#### [LISTED RECORDS]
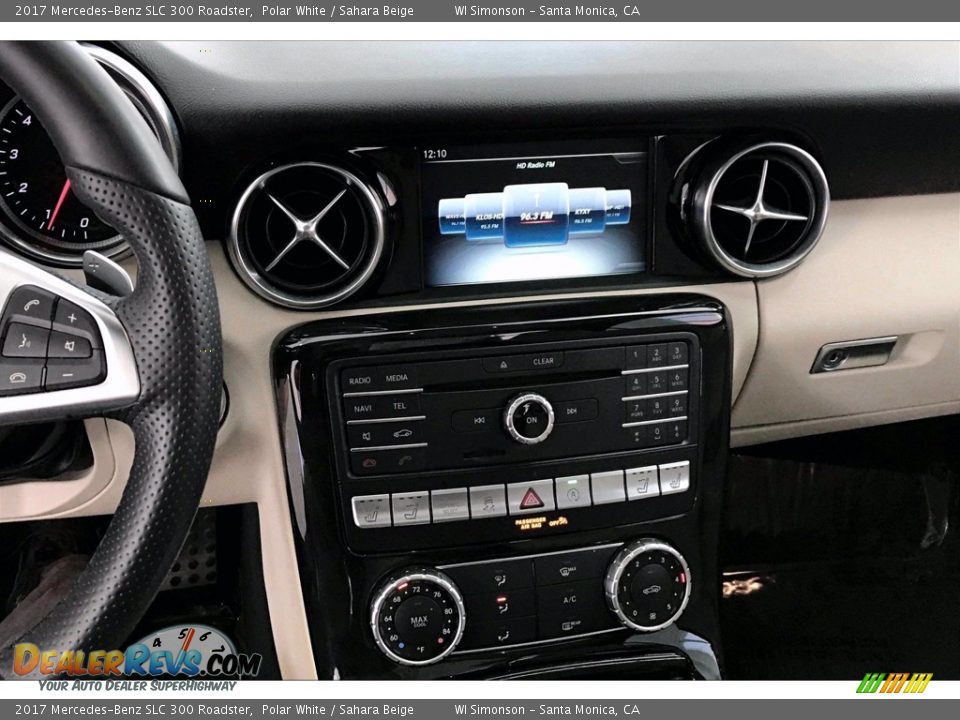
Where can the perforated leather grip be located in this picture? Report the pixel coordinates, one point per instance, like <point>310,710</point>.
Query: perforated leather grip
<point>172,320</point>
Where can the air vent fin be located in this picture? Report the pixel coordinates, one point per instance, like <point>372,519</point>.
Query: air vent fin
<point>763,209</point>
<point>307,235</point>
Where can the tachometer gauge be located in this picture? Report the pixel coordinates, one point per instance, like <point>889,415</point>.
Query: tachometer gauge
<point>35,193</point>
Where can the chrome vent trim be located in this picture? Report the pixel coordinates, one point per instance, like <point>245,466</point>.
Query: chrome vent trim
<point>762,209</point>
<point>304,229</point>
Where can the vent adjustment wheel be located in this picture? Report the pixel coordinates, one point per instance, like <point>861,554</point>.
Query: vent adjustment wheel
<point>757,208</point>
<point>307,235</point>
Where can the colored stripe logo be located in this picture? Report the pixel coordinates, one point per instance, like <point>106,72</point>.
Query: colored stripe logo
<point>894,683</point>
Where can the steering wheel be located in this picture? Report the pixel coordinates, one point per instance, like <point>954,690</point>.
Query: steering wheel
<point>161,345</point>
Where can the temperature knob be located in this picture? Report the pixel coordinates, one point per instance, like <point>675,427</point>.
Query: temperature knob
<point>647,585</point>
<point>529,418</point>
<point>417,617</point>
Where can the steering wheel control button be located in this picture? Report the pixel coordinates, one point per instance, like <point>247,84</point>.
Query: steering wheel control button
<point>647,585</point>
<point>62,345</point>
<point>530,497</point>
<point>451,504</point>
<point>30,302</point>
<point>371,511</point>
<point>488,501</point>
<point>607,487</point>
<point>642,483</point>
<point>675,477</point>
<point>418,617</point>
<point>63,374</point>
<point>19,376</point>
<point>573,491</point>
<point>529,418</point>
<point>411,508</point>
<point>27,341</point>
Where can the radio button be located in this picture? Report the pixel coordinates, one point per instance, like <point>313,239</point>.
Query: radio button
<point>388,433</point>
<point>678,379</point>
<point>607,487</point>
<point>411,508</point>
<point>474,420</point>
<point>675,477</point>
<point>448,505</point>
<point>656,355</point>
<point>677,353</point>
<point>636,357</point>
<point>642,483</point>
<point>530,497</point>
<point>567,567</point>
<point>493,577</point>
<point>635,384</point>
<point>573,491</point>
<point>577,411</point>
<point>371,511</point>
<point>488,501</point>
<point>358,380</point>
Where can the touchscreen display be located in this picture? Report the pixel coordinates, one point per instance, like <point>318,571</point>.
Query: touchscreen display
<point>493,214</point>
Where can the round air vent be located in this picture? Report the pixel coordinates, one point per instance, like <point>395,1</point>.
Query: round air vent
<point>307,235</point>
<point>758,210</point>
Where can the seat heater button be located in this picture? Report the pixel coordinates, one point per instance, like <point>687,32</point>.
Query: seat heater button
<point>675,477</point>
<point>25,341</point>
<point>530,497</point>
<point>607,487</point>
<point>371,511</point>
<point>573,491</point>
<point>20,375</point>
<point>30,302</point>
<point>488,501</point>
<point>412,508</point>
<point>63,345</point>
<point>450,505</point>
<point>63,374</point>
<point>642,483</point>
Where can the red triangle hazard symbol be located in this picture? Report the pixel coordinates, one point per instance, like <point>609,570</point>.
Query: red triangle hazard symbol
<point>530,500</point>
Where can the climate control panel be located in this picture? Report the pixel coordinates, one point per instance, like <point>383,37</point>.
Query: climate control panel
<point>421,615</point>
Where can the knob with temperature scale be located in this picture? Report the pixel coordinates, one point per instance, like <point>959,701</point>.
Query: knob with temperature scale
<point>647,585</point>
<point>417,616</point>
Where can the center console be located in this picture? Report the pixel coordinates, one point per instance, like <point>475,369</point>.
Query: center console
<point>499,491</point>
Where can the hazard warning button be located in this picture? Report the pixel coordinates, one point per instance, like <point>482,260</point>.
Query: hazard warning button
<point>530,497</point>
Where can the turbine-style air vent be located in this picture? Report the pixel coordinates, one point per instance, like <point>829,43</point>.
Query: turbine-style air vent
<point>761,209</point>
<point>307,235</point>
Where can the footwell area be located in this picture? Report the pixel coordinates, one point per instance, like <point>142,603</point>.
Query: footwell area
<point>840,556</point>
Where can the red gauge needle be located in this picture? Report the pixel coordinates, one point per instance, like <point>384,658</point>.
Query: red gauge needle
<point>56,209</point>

#### [ASSIGNMENT]
Without the pictures, restate all the entries above exactly.

#### [TASK ANSWER]
Where can the perforated leather grip be located in this picture? Report the pixel coordinates, one point per instance, like <point>310,710</point>.
Query: perforated leather grip
<point>172,320</point>
Where can the air vent fin be located in this picture? Report the pixel coordinates, one point per instance, like <point>372,519</point>.
Query: air vent fin
<point>763,209</point>
<point>307,235</point>
Where can the tachometer gauge be located in this picture? Report the pixel coordinates, one point per instance, like <point>889,415</point>.
Query: tachometer gauge
<point>35,193</point>
Where can the chrome vent trim be located in this picture? Report the pixel coordinates, one point per instance, like <point>245,466</point>.
Query: chrome vent trim
<point>762,209</point>
<point>304,229</point>
Where can the vent adjustment wheel be located in this picture? Report the pixel coordinates, one point per instance, like <point>861,554</point>.
Query: vent adjustment wheel
<point>757,208</point>
<point>307,235</point>
Where can the colored stripe logo be located in this picture? Report the pixel coordinates, one point per instance, like <point>106,72</point>.
Query: colored stripe logo
<point>894,683</point>
Where can the steering wheel be located in this picture? Report the pixel coordinates, one point per instance, like <point>954,690</point>.
Query: steering wheel
<point>161,345</point>
Where can the temperature knob be located in this picture? Report the pixel coordinates, one point per instance, like <point>675,427</point>.
Query: temperature knob
<point>647,585</point>
<point>529,418</point>
<point>417,617</point>
Where can the steering wheel control button be located in this picture? Report the pixel coordinates, one point per instance, like <point>247,84</point>.
Query: steering wheel control button
<point>647,585</point>
<point>62,345</point>
<point>530,497</point>
<point>451,504</point>
<point>30,302</point>
<point>371,511</point>
<point>488,501</point>
<point>607,487</point>
<point>642,483</point>
<point>675,477</point>
<point>418,617</point>
<point>63,374</point>
<point>19,376</point>
<point>573,491</point>
<point>529,418</point>
<point>411,508</point>
<point>27,341</point>
Where can the radio button be located in this picture? Report the pixel coordinates, one point per instance, like <point>313,239</point>.
Query: radio button
<point>388,433</point>
<point>678,379</point>
<point>607,487</point>
<point>411,508</point>
<point>474,420</point>
<point>675,477</point>
<point>448,505</point>
<point>656,355</point>
<point>677,353</point>
<point>636,357</point>
<point>642,483</point>
<point>530,497</point>
<point>567,567</point>
<point>493,577</point>
<point>635,384</point>
<point>573,491</point>
<point>577,411</point>
<point>371,511</point>
<point>488,501</point>
<point>358,380</point>
Where can the touchscreen display be located in this picture? Report the pixel coordinates, one point per instance, like <point>318,571</point>.
Query: touchscreen display
<point>493,214</point>
Where can the round air vent be located in this picture? Report the pixel coordinates, one point per instance, like <point>395,1</point>.
Query: round air vent
<point>307,235</point>
<point>758,210</point>
Where can the seat heater button be located in this picture? Report the pixel coordinates, one point per instance, like <point>687,32</point>.
Query: seat heater button
<point>675,477</point>
<point>25,341</point>
<point>530,497</point>
<point>607,487</point>
<point>371,511</point>
<point>573,491</point>
<point>20,375</point>
<point>30,302</point>
<point>488,501</point>
<point>412,508</point>
<point>63,345</point>
<point>450,505</point>
<point>63,374</point>
<point>642,483</point>
Where can the red triangle hazard symbol be located in this picture? Report the pixel coordinates, one point per instance, like <point>609,570</point>.
Query: red triangle hazard symbol
<point>530,500</point>
Where can the climate control panel be located in this picture? Report the pixel coordinates, one point per instance, like <point>383,37</point>.
Query: climate control panel
<point>421,615</point>
Where can the knob with temperature scale be located in this picture? Report the pixel coordinates, one point per instance, like <point>959,701</point>.
Query: knob with temperature scale
<point>647,585</point>
<point>417,616</point>
Where can the center console be located in this picture? Report the pixel coordinates, one point per instance, like <point>475,369</point>.
Query: center console
<point>499,491</point>
Where can the hazard warning button be located in this picture? Report the pixel coordinates, one point per instance, like <point>482,260</point>.
Query: hazard warning button
<point>530,497</point>
Where can the turbine-style air vent be located in this picture? Report the pixel coordinates, one point per instance, like <point>829,43</point>.
Query: turbine-style air vent
<point>761,209</point>
<point>307,235</point>
Where can the footwell area be located in this picture? Report the pixel coordinates, one point per instance, like <point>142,603</point>.
Query: footwell area
<point>840,556</point>
Where can the red gauge needle be located in this picture? Report the pixel coordinates, one point per instance, like <point>384,658</point>.
Query: red gauge needle
<point>56,209</point>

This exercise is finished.